Task statement:
Lay out the records below as a Markdown table with the columns Row and Line. Give each line its own numbered row and omit blank lines.
☆ ☆ ☆
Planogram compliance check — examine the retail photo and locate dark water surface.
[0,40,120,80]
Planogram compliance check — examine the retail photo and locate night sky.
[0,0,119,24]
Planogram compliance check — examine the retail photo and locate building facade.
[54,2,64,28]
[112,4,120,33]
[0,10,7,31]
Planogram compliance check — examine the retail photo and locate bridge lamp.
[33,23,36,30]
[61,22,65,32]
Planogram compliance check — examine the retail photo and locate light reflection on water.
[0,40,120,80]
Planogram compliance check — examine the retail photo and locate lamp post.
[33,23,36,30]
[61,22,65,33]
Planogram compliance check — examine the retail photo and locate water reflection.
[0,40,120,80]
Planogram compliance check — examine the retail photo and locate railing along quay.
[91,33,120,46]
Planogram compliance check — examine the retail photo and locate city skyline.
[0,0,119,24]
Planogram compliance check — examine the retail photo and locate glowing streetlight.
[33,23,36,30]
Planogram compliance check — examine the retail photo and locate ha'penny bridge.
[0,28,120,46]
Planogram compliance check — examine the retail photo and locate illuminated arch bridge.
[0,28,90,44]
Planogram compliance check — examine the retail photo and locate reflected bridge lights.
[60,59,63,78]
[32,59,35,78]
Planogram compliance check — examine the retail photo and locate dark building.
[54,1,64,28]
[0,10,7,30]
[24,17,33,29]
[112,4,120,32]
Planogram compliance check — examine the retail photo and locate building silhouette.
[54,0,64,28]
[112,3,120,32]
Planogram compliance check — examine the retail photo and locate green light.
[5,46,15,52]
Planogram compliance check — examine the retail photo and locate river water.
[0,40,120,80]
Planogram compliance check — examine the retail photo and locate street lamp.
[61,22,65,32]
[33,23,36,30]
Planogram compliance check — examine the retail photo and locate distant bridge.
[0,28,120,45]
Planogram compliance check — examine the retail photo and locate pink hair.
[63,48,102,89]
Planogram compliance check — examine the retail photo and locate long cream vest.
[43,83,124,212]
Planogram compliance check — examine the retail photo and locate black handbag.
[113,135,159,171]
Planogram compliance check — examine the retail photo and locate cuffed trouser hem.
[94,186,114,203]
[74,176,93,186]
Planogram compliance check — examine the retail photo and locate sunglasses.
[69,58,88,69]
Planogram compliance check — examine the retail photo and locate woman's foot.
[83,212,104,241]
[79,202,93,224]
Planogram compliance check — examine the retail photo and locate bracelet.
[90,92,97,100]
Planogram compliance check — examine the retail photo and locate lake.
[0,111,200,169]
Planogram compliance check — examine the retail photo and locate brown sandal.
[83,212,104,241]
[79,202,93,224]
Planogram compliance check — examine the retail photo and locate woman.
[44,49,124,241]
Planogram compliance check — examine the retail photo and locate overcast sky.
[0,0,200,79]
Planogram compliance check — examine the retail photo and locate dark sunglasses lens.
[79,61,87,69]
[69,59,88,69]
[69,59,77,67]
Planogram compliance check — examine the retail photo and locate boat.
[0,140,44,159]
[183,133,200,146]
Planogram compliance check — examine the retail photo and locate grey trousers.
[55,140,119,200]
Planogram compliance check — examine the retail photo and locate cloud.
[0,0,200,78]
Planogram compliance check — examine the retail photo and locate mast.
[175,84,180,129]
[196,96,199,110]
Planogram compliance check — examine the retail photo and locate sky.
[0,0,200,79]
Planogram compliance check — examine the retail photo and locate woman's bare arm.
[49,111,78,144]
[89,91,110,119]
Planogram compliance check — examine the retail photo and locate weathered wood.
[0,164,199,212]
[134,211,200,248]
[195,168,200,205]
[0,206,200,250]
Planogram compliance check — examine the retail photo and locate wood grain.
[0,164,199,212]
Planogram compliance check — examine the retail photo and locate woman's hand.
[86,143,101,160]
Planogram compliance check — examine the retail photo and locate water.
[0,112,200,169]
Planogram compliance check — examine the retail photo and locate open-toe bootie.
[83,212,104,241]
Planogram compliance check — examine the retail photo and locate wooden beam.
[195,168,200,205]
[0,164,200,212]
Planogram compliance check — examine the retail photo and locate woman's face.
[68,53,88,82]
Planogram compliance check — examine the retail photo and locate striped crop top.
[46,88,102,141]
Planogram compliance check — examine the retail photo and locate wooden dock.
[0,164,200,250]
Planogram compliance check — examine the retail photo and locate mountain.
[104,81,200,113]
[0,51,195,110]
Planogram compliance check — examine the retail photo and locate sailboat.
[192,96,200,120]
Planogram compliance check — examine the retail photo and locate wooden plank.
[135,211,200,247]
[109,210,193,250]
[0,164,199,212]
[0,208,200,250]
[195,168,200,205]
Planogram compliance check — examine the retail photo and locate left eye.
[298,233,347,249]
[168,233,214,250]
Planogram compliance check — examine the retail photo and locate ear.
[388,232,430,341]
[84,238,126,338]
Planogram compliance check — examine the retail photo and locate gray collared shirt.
☆ ☆ ☆
Answer for this exercise:
| Row | Line |
|---|---|
| 1 | Planogram compliance check — examine the retail photo and locate dark water surface. |
| 2 | [0,40,120,80] |
| 3 | Planogram compliance check — examine the retail photo and locate night sky. |
| 4 | [0,0,119,24] |
| 5 | Planogram compliance check — examine the retail photo and locate building facade. |
| 6 | [54,2,64,28] |
| 7 | [112,4,120,33] |
| 8 | [0,10,7,31] |
| 9 | Planogram compliance check — examine the retail photo and locate bridge lamp. |
| 10 | [33,23,36,30] |
| 11 | [61,22,65,32] |
| 12 | Planogram compliance check — examine the retail photo and locate light reflection on water. |
| 13 | [0,40,120,80] |
| 14 | Planogram compliance check — examine the retail photo and locate lamp post. |
| 15 | [33,23,36,30] |
| 16 | [61,22,65,33] |
| 17 | Planogram compliance check — examine the retail photo and locate water reflection. |
| 18 | [0,40,120,80] |
| 19 | Planogram compliance check — examine the retail photo and locate railing along quay. |
| 20 | [91,33,120,46] |
| 21 | Planogram compliance check — examine the retail photo and locate city skyline. |
| 22 | [0,0,119,24] |
| 23 | Planogram compliance check — examine the retail photo and locate glowing streetlight. |
| 24 | [33,23,36,30] |
| 25 | Planogram compliance check — examine the retail photo and locate ha'penny bridge. |
| 26 | [0,28,120,46] |
| 27 | Planogram compliance check — examine the retail photo and locate illuminated arch bridge. |
| 28 | [0,28,90,44] |
| 29 | Planogram compliance check — examine the retail photo and locate reflected bridge lights. |
| 30 | [60,59,63,78] |
| 31 | [32,59,35,78] |
| 32 | Planogram compliance check — examine the retail photo and locate dark building. |
| 33 | [54,1,64,28] |
| 34 | [0,10,7,30] |
| 35 | [24,17,33,29] |
| 36 | [112,4,120,32] |
| 37 | Planogram compliance check — examine the retail photo and locate building silhouette. |
| 38 | [54,0,64,28] |
| 39 | [112,3,120,32] |
| 40 | Planogram compliance check — examine the retail photo and locate green light. |
| 41 | [5,46,15,52] |
| 42 | Planogram compliance check — examine the retail photo and locate river water. |
| 43 | [0,40,120,80] |
| 44 | Planogram compliance check — examine the retail photo and locate street lamp. |
| 45 | [61,22,65,32] |
| 46 | [33,23,36,30] |
| 47 | Planogram compliance check — examine the retail photo and locate distant bridge. |
| 48 | [0,28,120,45] |
| 49 | Planogram compliance check — examine the retail photo and locate pink hair. |
| 50 | [63,48,102,89] |
| 51 | Planogram compliance check — examine the retail photo and locate long cream vest. |
| 52 | [43,83,124,212] |
| 53 | Planogram compliance check — examine the retail photo and locate black handbag. |
| 54 | [113,135,159,171] |
| 55 | Planogram compliance check — examine the retail photo and locate cuffed trouser hem. |
| 56 | [94,186,114,203] |
| 57 | [74,176,93,186] |
| 58 | Planogram compliance check — examine the retail photo and locate sunglasses. |
| 59 | [69,58,88,69] |
| 60 | Planogram compliance check — examine the retail photo and locate woman's foot. |
| 61 | [83,212,104,241] |
| 62 | [79,202,93,224] |
| 63 | Planogram compliance check — examine the retail photo and locate bracelet. |
| 64 | [90,92,97,100] |
| 65 | Planogram compliance check — examine the retail photo and locate lake. |
| 66 | [0,111,200,169] |
| 67 | Planogram compliance check — examine the retail photo and locate brown sandal. |
| 68 | [83,212,104,241] |
| 69 | [79,202,93,224] |
| 70 | Planogram compliance check — examine the retail photo and locate woman. |
| 71 | [44,49,124,241] |
| 72 | Planogram compliance check — examine the retail photo and locate overcast sky. |
| 73 | [0,0,200,79] |
| 74 | Planogram compliance check — examine the retail photo and locate dark sunglasses lens. |
| 75 | [79,61,87,69] |
| 76 | [69,59,88,69] |
| 77 | [69,59,77,67] |
| 78 | Planogram compliance check — examine the retail photo and locate boat. |
| 79 | [0,140,44,159] |
| 80 | [183,133,200,146] |
| 81 | Planogram compliance check — examine the retail photo and locate grey trousers. |
| 82 | [55,140,119,200] |
| 83 | Planogram compliance check — examine the retail photo and locate cloud. |
| 84 | [0,0,200,78] |
| 85 | Planogram compliance check — examine the retail photo and locate mast. |
| 86 | [175,84,180,129] |
| 87 | [196,96,199,110] |
| 88 | Planogram compliance check — examine the retail photo and locate sky. |
| 89 | [0,0,200,79] |
| 90 | Planogram compliance check — examine the retail photo and locate woman's bare arm. |
| 91 | [49,111,78,144] |
| 92 | [89,91,110,119] |
| 93 | Planogram compliance check — examine the retail photo and locate weathered wood. |
| 94 | [0,164,199,212] |
| 95 | [134,211,200,248] |
| 96 | [195,168,200,205] |
| 97 | [0,206,200,250] |
| 98 | Planogram compliance check — examine the retail photo and locate wood grain. |
| 99 | [0,164,199,212] |
| 100 | Planogram compliance check — examine the retail photo and locate woman's hand. |
| 101 | [86,143,101,160] |
| 102 | Planogram compliance check — examine the retail photo and locate water. |
| 103 | [0,112,200,169] |
| 104 | Planogram compliance check — examine the retail photo and locate open-toe bootie. |
| 105 | [83,212,104,241] |
| 106 | Planogram compliance check — examine the retail photo and locate wooden beam. |
| 107 | [195,168,200,205] |
| 108 | [0,164,200,212] |
| 109 | Planogram compliance check — examine the retail photo and locate woman's face. |
| 110 | [68,53,88,82] |
| 111 | Planogram compliance check — examine the retail photo and locate striped crop top. |
| 112 | [46,88,102,141] |
| 113 | Planogram compliance check — examine the retail photo and locate wooden dock. |
| 114 | [0,164,200,250] |
| 115 | Planogram compliance check — examine the retail photo and locate mountain. |
| 116 | [104,81,200,113] |
| 117 | [0,51,195,110] |
| 118 | Planogram compliance check — examine the retail photo and locate sailboat. |
| 119 | [192,96,200,120] |
| 120 | Planogram compliance check — examine the retail photo and locate wooden plank. |
| 121 | [135,211,200,247] |
| 122 | [109,210,193,250] |
| 123 | [0,164,199,212] |
| 124 | [0,208,200,250] |
| 125 | [195,168,200,205] |
| 126 | Planogram compliance check — examine the retail photo and locate left eye. |
| 127 | [298,233,347,249] |
| 128 | [168,233,214,250] |
| 129 | Planogram compliance check — examine the retail photo and locate ear. |
| 130 | [388,232,430,341] |
| 131 | [84,238,126,338] |
| 132 | Planogram compliance check — examine the retail photo and locate gray collared shirt. |